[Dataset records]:
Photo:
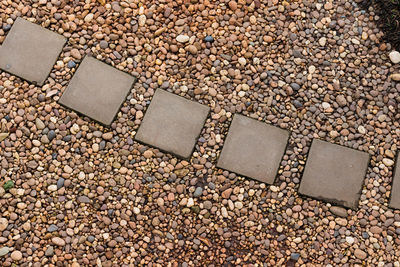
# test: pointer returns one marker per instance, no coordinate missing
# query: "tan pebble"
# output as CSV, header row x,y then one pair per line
x,y
395,77
107,136
232,5
148,154
182,38
192,49
76,54
360,254
58,241
16,255
3,224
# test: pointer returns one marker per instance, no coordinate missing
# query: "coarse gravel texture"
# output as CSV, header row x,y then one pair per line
x,y
319,70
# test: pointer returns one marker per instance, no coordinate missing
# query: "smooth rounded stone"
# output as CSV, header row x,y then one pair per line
x,y
60,182
52,188
4,251
209,39
83,199
182,38
341,100
295,256
39,124
295,86
103,44
107,136
49,251
51,134
360,254
52,228
190,202
71,64
388,162
16,255
58,241
339,211
394,57
349,240
3,224
192,49
322,41
198,192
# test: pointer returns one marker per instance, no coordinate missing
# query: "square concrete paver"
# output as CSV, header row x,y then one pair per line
x,y
253,149
172,123
30,51
334,173
395,193
97,90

[Assignment]: All the records need to be repeated exactly, with the images dropped.

[Reply]:
Photo:
# test: pointer returns one marker per instance, no coordinate missing
# query: "tan pebble"
# output as CSV, header row x,y then one pair per line
x,y
395,77
107,136
232,5
148,154
182,38
192,49
76,54
360,254
58,241
16,255
3,224
# test: pointer returns one marker per instance, no coordinate missing
# query: "coarse gravel texture"
# output as CSV, header row x,y then one pair per line
x,y
319,70
# test: pointer returns one marker per instance, no coordinate missing
# query: "smooth rounded stone"
# output as CSV, header row x,y then one pair per line
x,y
60,182
52,188
4,251
209,39
83,199
182,38
341,100
295,256
39,124
295,86
103,44
107,136
49,251
51,134
360,254
52,228
190,202
71,64
388,162
16,255
58,241
339,211
394,57
349,240
3,224
192,49
322,41
198,192
# test: pointer returns one marker per instance, no coordinate missing
# query: "square concrete paver"
# output as CSV, header row x,y then one pair per line
x,y
253,149
172,123
30,51
334,173
395,193
97,90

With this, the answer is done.